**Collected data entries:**
- Opening Delimiter -
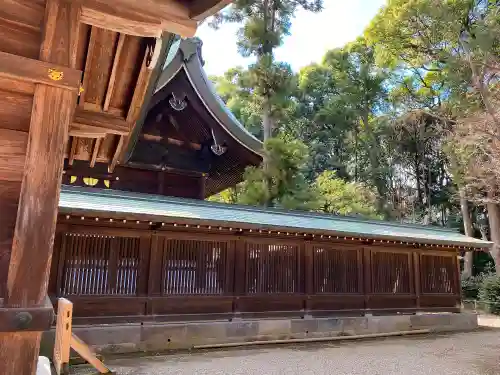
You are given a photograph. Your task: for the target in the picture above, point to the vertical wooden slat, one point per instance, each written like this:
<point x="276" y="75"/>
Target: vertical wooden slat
<point x="63" y="335"/>
<point x="61" y="269"/>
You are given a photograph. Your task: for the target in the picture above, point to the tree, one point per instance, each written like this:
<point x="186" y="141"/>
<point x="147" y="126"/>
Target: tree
<point x="345" y="198"/>
<point x="264" y="25"/>
<point x="281" y="183"/>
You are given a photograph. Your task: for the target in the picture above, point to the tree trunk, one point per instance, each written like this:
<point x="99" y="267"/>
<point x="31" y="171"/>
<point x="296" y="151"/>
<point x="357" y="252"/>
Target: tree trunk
<point x="464" y="206"/>
<point x="267" y="121"/>
<point x="267" y="124"/>
<point x="494" y="220"/>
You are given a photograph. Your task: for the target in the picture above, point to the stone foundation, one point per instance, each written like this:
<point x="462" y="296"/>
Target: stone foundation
<point x="158" y="337"/>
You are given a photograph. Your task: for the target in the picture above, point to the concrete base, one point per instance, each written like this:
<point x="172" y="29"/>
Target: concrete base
<point x="155" y="337"/>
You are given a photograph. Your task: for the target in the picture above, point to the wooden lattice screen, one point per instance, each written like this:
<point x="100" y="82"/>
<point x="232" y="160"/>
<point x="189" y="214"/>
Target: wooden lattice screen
<point x="335" y="270"/>
<point x="272" y="268"/>
<point x="391" y="272"/>
<point x="438" y="274"/>
<point x="99" y="265"/>
<point x="194" y="267"/>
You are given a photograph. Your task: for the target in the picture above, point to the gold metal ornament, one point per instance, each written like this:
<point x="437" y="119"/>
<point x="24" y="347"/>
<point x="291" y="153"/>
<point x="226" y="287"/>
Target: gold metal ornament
<point x="55" y="74"/>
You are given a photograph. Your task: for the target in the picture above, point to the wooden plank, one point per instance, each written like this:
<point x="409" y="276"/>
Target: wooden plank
<point x="97" y="144"/>
<point x="13" y="146"/>
<point x="86" y="75"/>
<point x="112" y="78"/>
<point x="39" y="195"/>
<point x="62" y="343"/>
<point x="87" y="354"/>
<point x="117" y="154"/>
<point x="36" y="216"/>
<point x="416" y="275"/>
<point x="36" y="71"/>
<point x="201" y="9"/>
<point x="100" y="122"/>
<point x="140" y="90"/>
<point x="98" y="67"/>
<point x="117" y="18"/>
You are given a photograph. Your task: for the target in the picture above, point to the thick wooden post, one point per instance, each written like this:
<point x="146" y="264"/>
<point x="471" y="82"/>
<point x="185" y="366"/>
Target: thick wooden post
<point x="33" y="238"/>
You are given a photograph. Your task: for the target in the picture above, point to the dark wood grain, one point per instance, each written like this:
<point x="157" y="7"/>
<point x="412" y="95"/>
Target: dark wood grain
<point x="53" y="107"/>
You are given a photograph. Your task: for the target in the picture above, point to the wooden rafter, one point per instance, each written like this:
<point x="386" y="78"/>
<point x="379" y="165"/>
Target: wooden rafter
<point x="86" y="74"/>
<point x="112" y="78"/>
<point x="117" y="154"/>
<point x="33" y="239"/>
<point x="100" y="121"/>
<point x="149" y="19"/>
<point x="172" y="141"/>
<point x="201" y="9"/>
<point x="95" y="152"/>
<point x="72" y="151"/>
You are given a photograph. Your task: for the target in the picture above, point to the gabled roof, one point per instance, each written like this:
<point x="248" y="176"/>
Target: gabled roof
<point x="185" y="54"/>
<point x="151" y="207"/>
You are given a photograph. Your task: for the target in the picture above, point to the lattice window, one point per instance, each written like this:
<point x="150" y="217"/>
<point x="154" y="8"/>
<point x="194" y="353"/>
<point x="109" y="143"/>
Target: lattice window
<point x="438" y="274"/>
<point x="335" y="271"/>
<point x="194" y="267"/>
<point x="99" y="265"/>
<point x="390" y="272"/>
<point x="272" y="268"/>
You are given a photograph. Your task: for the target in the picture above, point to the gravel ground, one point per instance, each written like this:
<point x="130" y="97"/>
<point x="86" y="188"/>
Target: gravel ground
<point x="475" y="353"/>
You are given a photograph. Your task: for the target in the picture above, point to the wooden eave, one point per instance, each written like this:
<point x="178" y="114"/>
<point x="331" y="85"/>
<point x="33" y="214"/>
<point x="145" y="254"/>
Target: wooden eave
<point x="204" y="119"/>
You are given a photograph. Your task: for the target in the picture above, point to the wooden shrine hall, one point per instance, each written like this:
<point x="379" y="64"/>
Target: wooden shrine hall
<point x="105" y="113"/>
<point x="185" y="143"/>
<point x="76" y="82"/>
<point x="129" y="257"/>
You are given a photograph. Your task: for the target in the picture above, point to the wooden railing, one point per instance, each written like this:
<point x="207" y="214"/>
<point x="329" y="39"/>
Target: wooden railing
<point x="136" y="275"/>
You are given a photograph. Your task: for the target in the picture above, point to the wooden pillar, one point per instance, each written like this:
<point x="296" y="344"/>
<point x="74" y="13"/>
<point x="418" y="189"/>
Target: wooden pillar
<point x="33" y="238"/>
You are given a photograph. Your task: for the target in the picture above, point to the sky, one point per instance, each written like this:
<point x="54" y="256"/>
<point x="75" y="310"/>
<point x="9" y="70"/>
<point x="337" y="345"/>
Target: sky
<point x="312" y="34"/>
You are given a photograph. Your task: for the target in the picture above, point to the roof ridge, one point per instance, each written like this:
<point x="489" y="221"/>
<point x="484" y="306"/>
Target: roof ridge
<point x="202" y="203"/>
- Closing Delimiter -
**What is needed:** Repeat every entry above word for word, and include no pictures.

**Answer area:**
You are given a photograph. Your task: for the target in the picture above, point to the vertical wooden slat, one point per instance, each written like this:
<point x="276" y="75"/>
Target: vertical wooden slat
<point x="63" y="335"/>
<point x="61" y="269"/>
You are given a photograph. Your task: for the target in the picture above, point to the tree, one point per instance, each written like this:
<point x="186" y="141"/>
<point x="147" y="126"/>
Target: tree
<point x="345" y="198"/>
<point x="264" y="25"/>
<point x="281" y="183"/>
You are given a photograph. Your task: for the target in the picture above, point to the tree trunk, one point per instance, each written like this:
<point x="99" y="267"/>
<point x="31" y="171"/>
<point x="296" y="151"/>
<point x="357" y="252"/>
Target: tree trunk
<point x="464" y="206"/>
<point x="267" y="121"/>
<point x="267" y="124"/>
<point x="494" y="220"/>
You are given a photograph. Your task: for the target in the picture above, point to the stone foundation, one point per instance, each written like this:
<point x="462" y="296"/>
Target: stone foundation
<point x="158" y="337"/>
You are given a photograph. Your task: for the target in the picture above, point to the concrete base, one point per instance, each written like this:
<point x="172" y="29"/>
Target: concrete base
<point x="155" y="337"/>
You are given a photograph. Your task: for the target in the picture above, point to the wooden lattice screen, one point per instance, each written like this:
<point x="100" y="82"/>
<point x="232" y="160"/>
<point x="189" y="214"/>
Target: wooden lattice screen
<point x="335" y="270"/>
<point x="272" y="268"/>
<point x="391" y="272"/>
<point x="438" y="274"/>
<point x="99" y="265"/>
<point x="194" y="267"/>
You are given a photograph. Your task: for the target in the picture above, point to the gold metal ornament, one point per instance, each written like this:
<point x="437" y="119"/>
<point x="24" y="347"/>
<point x="291" y="153"/>
<point x="226" y="287"/>
Target: gold metal ornament
<point x="55" y="74"/>
You are given a photograph. Your task: for the target in the picture above, point to the wooden plank, one point per instance, each written like this:
<point x="409" y="276"/>
Target: wooden plank
<point x="97" y="144"/>
<point x="13" y="146"/>
<point x="86" y="75"/>
<point x="112" y="78"/>
<point x="39" y="195"/>
<point x="62" y="343"/>
<point x="87" y="354"/>
<point x="117" y="154"/>
<point x="36" y="216"/>
<point x="416" y="275"/>
<point x="36" y="71"/>
<point x="201" y="9"/>
<point x="100" y="122"/>
<point x="140" y="90"/>
<point x="98" y="67"/>
<point x="117" y="18"/>
You are given a photograph. Your task: for the target in the picture above, point to the thick wooden post, one point per instance, each written like this:
<point x="146" y="264"/>
<point x="471" y="82"/>
<point x="185" y="366"/>
Target: thick wooden post
<point x="33" y="238"/>
You are given a photograph. Your task: for the target in the picture above, point to the dark wood grain, one point per instance, each written like this:
<point x="157" y="7"/>
<point x="412" y="95"/>
Target: dark wood grain
<point x="53" y="107"/>
You are given a photograph. Your task: for the target in the picture above, point to the wooden rafter, one point per instance, each written like this:
<point x="386" y="78"/>
<point x="379" y="165"/>
Target: wooden rafter
<point x="86" y="74"/>
<point x="112" y="78"/>
<point x="117" y="154"/>
<point x="33" y="239"/>
<point x="100" y="121"/>
<point x="149" y="19"/>
<point x="172" y="141"/>
<point x="201" y="9"/>
<point x="95" y="152"/>
<point x="72" y="151"/>
You are given a photograph. Your task: for the target in the picture above, point to the gabled roof, one point per instance, each written like this:
<point x="248" y="176"/>
Target: gabled roof
<point x="185" y="54"/>
<point x="151" y="207"/>
You are given a photograph. Your task: for the target in the picture above, point to the lattice window, one point per instance, each written like this:
<point x="150" y="217"/>
<point x="154" y="8"/>
<point x="194" y="353"/>
<point x="109" y="143"/>
Target: lattice window
<point x="438" y="274"/>
<point x="335" y="271"/>
<point x="194" y="267"/>
<point x="99" y="265"/>
<point x="390" y="272"/>
<point x="272" y="268"/>
You are given a photograph. Your task: for the target in the picture above, point to the gravel ground, one point per instance, each written like this:
<point x="130" y="97"/>
<point x="86" y="188"/>
Target: gravel ground
<point x="475" y="353"/>
You are given a photograph. Your task: for the target in the picture above, point to the wooden eave, one point per instance, each written like this:
<point x="178" y="114"/>
<point x="331" y="85"/>
<point x="33" y="214"/>
<point x="145" y="254"/>
Target: wooden eave
<point x="204" y="119"/>
You are given a photograph. Your task: for the target in the picture above, point to the wooden shrine hall, one point per instance, each written like this:
<point x="379" y="64"/>
Target: wooden shrine hall
<point x="105" y="113"/>
<point x="185" y="143"/>
<point x="76" y="82"/>
<point x="129" y="257"/>
You are given a photograph. Your task: for the target in the picture above, point to the wooden railing, one point per instance, each written like this:
<point x="207" y="214"/>
<point x="329" y="39"/>
Target: wooden railing
<point x="136" y="275"/>
You are given a photograph. Your task: for the target in the picture above, point to the wooden pillar, one point per instance, each written like this:
<point x="296" y="344"/>
<point x="74" y="13"/>
<point x="418" y="189"/>
Target: wooden pillar
<point x="33" y="238"/>
You are given a photograph. Your task: for the target in the picture above, point to the sky, one point per instance, each written like this:
<point x="54" y="256"/>
<point x="75" y="310"/>
<point x="9" y="70"/>
<point x="337" y="345"/>
Target: sky
<point x="312" y="34"/>
You are given a photograph. Your task: for the target in the picture above, point to the roof ridge, one point per instance, each written like this:
<point x="489" y="221"/>
<point x="484" y="306"/>
Target: roof ridge
<point x="202" y="203"/>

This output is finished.